+++ Data +++

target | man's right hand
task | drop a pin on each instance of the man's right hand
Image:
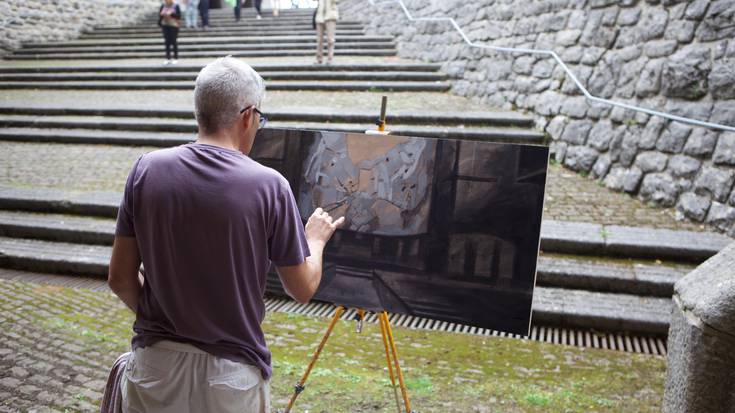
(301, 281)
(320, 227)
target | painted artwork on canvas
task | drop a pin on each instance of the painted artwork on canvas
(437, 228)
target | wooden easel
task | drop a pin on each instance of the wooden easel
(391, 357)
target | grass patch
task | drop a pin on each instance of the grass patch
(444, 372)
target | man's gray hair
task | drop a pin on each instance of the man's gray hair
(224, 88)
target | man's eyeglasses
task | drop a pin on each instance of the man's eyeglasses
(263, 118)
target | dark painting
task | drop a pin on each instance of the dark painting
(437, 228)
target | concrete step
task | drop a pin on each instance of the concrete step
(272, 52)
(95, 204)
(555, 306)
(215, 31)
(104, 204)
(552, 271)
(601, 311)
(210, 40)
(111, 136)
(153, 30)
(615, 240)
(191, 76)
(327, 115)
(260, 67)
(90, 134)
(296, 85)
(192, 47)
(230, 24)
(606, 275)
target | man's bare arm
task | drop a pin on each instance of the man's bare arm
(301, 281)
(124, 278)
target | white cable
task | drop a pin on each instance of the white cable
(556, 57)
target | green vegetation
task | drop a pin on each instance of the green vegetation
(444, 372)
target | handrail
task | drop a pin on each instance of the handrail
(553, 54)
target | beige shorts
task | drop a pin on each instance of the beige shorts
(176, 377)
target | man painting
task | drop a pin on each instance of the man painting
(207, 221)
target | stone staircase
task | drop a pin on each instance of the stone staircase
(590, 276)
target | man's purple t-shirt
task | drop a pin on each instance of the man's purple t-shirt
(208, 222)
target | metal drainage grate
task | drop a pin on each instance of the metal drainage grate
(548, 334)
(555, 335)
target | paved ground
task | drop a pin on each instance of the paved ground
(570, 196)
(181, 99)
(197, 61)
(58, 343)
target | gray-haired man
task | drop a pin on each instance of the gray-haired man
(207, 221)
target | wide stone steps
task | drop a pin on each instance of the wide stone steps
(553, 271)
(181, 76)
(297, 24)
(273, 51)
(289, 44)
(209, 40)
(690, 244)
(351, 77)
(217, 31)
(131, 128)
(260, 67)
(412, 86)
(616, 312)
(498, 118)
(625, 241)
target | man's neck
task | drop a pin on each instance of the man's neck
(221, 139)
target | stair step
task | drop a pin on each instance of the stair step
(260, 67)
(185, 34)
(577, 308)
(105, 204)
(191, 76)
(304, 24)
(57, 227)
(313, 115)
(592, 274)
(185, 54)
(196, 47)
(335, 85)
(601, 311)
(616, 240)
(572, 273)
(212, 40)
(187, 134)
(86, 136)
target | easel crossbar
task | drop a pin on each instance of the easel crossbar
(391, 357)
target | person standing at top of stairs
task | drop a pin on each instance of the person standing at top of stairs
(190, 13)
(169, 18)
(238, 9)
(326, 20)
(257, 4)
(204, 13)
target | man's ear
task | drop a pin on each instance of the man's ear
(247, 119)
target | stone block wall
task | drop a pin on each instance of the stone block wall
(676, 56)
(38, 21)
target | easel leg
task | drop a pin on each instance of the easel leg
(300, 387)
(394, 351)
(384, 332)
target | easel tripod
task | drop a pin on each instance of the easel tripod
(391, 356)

+++

→ Task to carry out: Pictures excluded, repeat exactly the lines from the top of the material through the line with "target | grass patch", including both of those lines.

→ Exercise answer:
target | man's right hand
task | drop a pin on each instance of the man's right hand
Image:
(301, 281)
(320, 227)
target | painted artwork on canvas
task | drop a pin on each instance of the painted artwork on canvas
(437, 228)
target | wooden easel
task | drop a pin on each instance of the wooden easel
(391, 357)
target | grass patch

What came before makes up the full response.